» **REQUIRED ACTION**
The lines below starting at the line containing "Thanks for the photo. Could you please mark the church" and ending at the line containing "Thanks for the photo. Could you please mark the river" are to be repeated exactly, with both ends kept and nothing else added.

» **SUPPLIED RECORDS**

····················

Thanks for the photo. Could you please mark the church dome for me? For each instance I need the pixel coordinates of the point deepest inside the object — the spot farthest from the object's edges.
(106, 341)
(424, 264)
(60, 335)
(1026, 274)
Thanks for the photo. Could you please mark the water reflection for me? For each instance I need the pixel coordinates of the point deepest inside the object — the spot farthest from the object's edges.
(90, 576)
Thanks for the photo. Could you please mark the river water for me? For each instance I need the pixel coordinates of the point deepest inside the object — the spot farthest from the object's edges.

····················

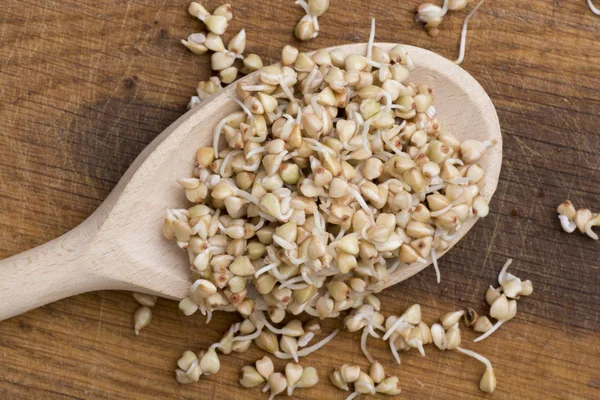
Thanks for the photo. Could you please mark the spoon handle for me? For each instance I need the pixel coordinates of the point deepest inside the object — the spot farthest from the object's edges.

····················

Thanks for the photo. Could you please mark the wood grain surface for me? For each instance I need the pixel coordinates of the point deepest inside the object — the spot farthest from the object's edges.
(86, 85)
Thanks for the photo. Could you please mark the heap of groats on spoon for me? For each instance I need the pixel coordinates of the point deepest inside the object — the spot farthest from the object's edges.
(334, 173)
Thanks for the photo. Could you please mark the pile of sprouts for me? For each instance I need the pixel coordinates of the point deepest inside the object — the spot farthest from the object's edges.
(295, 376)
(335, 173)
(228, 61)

····················

» **ANSWER FOR THIS EXERCISE**
Thanks for the photo. Could you please mark the church dome for me? For each instance I need the pixel coordinates of the point deepest inside the object — the spot farthest from the object's edges.
(106, 341)
(424, 264)
(60, 335)
(1026, 274)
Thanks for the photo. Could you please mark the water reflection for me? For each instance I need the pixel coordinates of the point deepest inside the object — the spot farthest from the object's edges.
(90, 576)
Thanks for the photo. Could you please mark the river water for me? For each instance I need the pixel coordinates of the point deepest inside the object — the spot farthest from the object's edges.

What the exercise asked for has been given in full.